Problem to work on:
Starting at the line that contains "Could you please spot the muddy tire" and continuing through the end of the material below, convert those lines into a numbered list, omitting any blank lines.

Stored entries

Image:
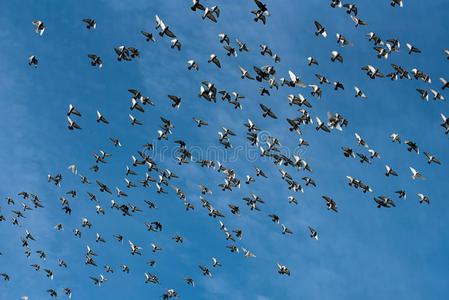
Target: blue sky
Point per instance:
(363, 252)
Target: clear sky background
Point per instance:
(363, 252)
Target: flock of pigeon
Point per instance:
(145, 172)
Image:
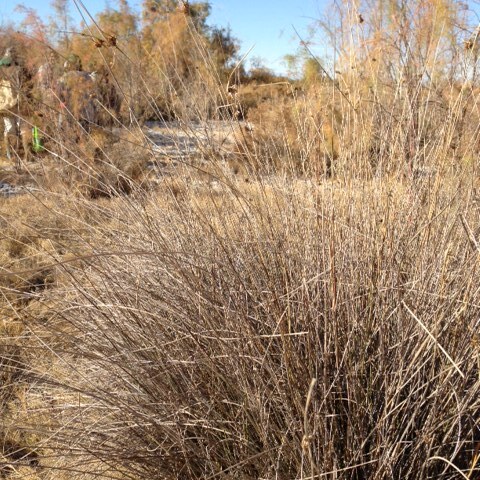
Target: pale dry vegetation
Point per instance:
(298, 299)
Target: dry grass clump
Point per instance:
(281, 330)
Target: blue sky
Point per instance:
(265, 25)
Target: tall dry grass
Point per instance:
(319, 320)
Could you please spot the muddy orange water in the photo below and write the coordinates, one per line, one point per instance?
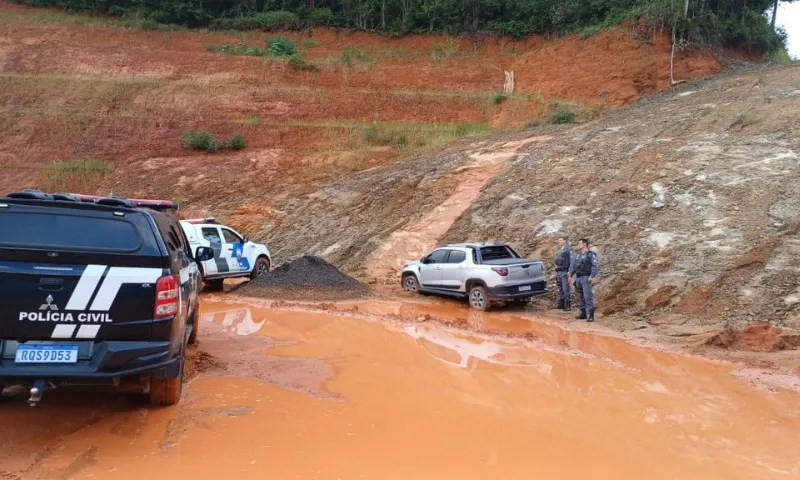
(288, 394)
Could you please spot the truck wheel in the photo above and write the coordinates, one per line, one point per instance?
(410, 283)
(260, 269)
(195, 328)
(478, 299)
(167, 391)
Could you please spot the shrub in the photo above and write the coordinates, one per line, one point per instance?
(239, 49)
(562, 115)
(778, 56)
(74, 175)
(279, 20)
(236, 142)
(514, 28)
(322, 17)
(280, 47)
(199, 140)
(499, 98)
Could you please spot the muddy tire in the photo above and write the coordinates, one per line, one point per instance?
(478, 299)
(261, 268)
(195, 328)
(167, 391)
(410, 283)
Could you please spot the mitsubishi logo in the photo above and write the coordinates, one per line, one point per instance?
(49, 305)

Written reply:
1. Could you please spot the muddy tire in the photo above and write the coordinates, one per line, one point per instance?
2. (478, 299)
3. (261, 268)
4. (195, 328)
5. (167, 391)
6. (410, 283)
7. Could you please spot the mitsubishi logo in the photo above and write the coordinates, one per line, one point per instance?
8. (49, 305)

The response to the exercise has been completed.